= Records to process =

______

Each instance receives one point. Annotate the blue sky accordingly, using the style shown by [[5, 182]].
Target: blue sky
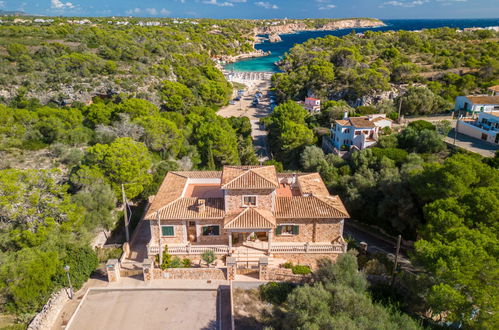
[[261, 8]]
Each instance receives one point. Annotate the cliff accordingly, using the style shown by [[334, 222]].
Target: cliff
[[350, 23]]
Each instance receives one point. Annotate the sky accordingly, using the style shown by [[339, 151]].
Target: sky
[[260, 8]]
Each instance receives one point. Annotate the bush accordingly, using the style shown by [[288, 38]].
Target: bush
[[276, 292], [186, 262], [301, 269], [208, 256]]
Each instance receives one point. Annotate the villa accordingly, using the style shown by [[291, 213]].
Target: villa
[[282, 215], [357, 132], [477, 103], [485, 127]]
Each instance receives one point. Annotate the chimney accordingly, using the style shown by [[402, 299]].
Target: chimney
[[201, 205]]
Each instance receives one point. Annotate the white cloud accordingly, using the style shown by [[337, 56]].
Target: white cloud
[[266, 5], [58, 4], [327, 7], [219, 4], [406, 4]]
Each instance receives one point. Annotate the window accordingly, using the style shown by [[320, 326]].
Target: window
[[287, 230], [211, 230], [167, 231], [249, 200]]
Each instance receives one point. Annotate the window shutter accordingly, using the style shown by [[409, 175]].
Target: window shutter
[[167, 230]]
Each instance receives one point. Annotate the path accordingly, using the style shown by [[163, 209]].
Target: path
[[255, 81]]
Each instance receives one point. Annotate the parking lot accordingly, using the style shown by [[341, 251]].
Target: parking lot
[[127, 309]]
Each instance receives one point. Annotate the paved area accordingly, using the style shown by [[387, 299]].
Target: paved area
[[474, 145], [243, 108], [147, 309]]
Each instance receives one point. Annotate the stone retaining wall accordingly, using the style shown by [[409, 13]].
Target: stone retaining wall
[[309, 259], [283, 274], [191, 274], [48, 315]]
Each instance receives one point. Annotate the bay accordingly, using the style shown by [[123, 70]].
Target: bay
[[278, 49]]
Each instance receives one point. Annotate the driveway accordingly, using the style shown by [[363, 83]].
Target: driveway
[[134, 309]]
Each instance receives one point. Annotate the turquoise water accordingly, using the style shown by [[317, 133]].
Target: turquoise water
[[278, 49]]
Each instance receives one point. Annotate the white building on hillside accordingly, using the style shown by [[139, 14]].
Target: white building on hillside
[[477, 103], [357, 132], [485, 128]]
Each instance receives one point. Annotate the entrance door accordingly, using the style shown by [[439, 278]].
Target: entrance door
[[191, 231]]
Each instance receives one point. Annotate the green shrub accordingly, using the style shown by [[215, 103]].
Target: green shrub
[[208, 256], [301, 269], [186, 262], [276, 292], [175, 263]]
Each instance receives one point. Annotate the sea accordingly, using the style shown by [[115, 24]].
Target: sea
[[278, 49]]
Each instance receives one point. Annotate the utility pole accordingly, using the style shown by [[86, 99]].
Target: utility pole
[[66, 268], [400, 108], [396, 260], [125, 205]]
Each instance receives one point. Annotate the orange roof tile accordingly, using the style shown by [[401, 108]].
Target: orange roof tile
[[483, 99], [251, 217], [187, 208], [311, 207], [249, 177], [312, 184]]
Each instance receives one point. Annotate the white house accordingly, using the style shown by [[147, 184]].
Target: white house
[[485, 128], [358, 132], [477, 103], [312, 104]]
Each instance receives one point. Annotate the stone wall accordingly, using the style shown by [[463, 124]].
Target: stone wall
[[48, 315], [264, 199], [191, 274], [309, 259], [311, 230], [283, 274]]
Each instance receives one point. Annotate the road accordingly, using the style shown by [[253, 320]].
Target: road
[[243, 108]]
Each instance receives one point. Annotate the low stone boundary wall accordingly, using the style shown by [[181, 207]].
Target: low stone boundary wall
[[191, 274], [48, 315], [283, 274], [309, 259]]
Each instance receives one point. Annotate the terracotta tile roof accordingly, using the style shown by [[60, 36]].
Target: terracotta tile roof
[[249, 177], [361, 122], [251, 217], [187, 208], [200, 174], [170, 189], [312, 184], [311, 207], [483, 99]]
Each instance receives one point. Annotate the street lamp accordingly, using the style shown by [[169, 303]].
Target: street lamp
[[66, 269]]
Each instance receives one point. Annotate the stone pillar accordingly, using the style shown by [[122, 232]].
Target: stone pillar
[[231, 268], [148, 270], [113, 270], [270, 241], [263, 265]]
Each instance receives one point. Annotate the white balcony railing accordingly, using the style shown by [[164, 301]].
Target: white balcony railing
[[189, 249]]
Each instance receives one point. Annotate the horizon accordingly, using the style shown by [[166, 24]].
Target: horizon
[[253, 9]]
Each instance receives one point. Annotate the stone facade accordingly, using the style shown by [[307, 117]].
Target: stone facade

______

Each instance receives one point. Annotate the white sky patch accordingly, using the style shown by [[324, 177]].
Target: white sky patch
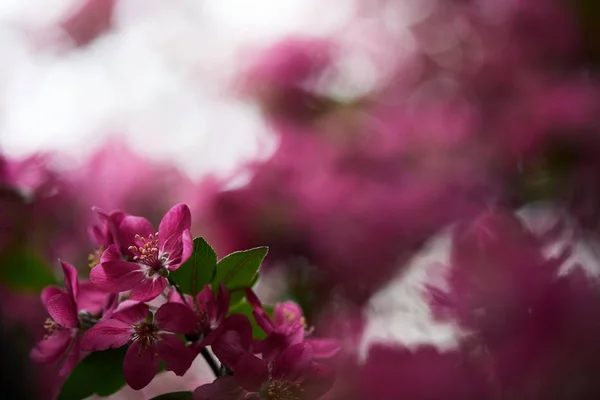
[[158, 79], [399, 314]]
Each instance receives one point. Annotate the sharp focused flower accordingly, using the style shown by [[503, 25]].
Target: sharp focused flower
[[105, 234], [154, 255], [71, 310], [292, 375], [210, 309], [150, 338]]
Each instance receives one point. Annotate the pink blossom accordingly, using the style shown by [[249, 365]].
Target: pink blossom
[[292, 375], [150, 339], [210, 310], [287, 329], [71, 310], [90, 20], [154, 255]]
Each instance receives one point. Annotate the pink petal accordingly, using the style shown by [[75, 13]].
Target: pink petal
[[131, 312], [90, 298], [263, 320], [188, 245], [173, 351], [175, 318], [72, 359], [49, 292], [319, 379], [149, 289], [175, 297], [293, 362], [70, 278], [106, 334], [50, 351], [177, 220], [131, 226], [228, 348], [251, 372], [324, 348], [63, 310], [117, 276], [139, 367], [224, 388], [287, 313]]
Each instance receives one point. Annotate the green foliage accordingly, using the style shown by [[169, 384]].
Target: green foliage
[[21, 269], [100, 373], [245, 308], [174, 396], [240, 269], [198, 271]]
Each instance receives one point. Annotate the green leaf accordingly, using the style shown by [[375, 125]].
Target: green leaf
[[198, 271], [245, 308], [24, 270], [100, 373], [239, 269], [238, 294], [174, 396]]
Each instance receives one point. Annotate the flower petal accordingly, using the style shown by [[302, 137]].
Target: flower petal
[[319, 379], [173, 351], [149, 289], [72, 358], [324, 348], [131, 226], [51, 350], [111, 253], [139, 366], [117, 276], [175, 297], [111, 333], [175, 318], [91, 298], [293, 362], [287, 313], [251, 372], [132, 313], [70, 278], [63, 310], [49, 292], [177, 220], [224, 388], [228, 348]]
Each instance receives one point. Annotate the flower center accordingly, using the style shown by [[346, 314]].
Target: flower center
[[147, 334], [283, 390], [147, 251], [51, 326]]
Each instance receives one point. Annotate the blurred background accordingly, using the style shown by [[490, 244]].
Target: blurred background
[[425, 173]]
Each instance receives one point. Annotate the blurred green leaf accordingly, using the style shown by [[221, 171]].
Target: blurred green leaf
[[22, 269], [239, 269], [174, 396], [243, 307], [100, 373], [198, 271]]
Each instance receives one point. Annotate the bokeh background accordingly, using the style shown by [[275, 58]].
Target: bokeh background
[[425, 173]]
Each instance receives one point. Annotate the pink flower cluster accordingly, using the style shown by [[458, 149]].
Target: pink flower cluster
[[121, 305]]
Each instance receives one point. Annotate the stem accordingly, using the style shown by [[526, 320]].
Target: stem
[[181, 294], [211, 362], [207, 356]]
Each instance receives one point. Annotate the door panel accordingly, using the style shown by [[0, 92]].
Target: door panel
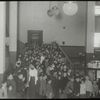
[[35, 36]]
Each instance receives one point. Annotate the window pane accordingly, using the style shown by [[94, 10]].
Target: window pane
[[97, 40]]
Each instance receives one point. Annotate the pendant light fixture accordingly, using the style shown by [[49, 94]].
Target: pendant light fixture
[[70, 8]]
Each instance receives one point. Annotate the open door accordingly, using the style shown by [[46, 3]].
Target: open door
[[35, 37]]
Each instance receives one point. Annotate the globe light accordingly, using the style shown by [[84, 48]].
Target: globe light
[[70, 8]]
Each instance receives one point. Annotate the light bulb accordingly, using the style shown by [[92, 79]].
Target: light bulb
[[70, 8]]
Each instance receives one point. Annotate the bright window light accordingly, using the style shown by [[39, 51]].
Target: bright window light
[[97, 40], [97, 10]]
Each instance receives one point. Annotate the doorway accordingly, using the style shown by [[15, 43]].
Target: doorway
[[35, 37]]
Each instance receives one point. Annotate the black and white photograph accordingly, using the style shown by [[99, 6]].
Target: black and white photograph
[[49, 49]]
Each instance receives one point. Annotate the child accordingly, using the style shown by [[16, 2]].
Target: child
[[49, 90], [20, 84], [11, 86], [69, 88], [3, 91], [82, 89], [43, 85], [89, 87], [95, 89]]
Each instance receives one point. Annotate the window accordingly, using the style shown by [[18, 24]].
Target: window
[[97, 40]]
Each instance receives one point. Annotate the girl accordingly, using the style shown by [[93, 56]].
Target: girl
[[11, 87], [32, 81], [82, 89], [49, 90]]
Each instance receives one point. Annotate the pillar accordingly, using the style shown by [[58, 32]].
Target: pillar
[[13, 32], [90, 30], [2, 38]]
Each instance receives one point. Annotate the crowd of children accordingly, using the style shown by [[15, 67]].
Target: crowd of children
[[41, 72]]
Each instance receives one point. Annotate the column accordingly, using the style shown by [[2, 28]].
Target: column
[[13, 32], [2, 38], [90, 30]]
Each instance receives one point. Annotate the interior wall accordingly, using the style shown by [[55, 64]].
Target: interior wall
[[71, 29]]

______

= The request =
Rewrite everything in the records from the line containing "Each instance receives one point. Annotate the door panel" down to the line containing "[[97, 40], [97, 10]]", replacing "Annotate" with "Mark" and keeping all else unchanged. Leave the pictures out of your answer.

= Solved exercise =
Each instance receives one point. Mark the door panel accordingly, using the style shown by [[0, 92]].
Target: door panel
[[35, 36]]
Each instance receives one point. Mark the window pane accordingly, using the style shown by [[94, 10]].
Target: window pane
[[97, 40]]
Each instance receives one point. Mark the pendant light fixture accordingly, using the style shown by [[49, 94]].
Target: pendant light fixture
[[70, 8]]
Each instance receives one point. Mark the open door accordingly, using the style shown by [[46, 3]].
Target: open door
[[35, 37]]
Each instance receives one point. Mark the globe light accordingly, using the style shown by [[84, 48]].
Target: globe light
[[70, 8]]
Each instance receives one point. Mark the light bulb accordingly, using the style shown by [[92, 79]].
Target: light bulb
[[70, 8]]
Each instance receives one point. Mark the bright window light accordingly, using the style shown by [[39, 51]].
Target: bright window light
[[97, 40], [97, 10]]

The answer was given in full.